#### [Requirement]
Starting at the first line of the data below, write out each line exactly until you reach the line containing "arm as a single dot per instance.", and include that line too.

#### [Source material]
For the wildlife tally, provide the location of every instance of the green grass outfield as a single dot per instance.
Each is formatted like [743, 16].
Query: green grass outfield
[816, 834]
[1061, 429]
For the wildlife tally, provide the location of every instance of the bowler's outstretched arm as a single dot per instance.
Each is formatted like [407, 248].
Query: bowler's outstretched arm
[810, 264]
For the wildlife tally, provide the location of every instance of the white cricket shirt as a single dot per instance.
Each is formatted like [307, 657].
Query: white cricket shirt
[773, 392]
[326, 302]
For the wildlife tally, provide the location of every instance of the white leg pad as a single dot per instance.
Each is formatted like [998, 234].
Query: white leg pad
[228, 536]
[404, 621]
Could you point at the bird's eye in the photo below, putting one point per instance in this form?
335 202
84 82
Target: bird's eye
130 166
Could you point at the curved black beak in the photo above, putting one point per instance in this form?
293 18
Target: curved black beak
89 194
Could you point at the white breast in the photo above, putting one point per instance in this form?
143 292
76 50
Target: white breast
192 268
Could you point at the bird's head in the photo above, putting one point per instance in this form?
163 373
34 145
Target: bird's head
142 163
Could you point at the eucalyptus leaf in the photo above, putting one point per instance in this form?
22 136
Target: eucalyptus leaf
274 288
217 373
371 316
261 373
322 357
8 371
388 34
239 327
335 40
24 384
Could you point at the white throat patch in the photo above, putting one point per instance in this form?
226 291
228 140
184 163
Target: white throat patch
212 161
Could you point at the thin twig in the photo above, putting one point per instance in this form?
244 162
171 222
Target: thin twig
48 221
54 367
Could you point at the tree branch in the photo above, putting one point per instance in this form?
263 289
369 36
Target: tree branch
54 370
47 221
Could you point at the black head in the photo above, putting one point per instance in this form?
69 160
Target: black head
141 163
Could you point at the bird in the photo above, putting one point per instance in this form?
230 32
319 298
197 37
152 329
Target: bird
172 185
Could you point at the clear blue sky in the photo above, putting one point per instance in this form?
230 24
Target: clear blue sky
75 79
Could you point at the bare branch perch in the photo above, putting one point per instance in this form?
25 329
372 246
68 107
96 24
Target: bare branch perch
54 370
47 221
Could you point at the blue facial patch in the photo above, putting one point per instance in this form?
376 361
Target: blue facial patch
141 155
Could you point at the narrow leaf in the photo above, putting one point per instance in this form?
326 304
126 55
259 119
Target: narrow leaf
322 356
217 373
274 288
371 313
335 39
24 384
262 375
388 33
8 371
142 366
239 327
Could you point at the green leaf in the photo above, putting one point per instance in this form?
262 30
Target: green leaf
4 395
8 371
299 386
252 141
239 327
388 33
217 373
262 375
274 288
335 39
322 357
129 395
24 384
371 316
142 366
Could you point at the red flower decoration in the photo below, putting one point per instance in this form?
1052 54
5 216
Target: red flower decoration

#### [Answer box]
For the wildlife tally, provide the location of every instance of the green grass outfield as a single dot per instance.
Each is formatted like [743, 16].
Query: green grass outfield
[816, 834]
[1061, 429]
For the wildlife tally, provide the location of every instance of the bowler's outstretched arm as a single dot per instance.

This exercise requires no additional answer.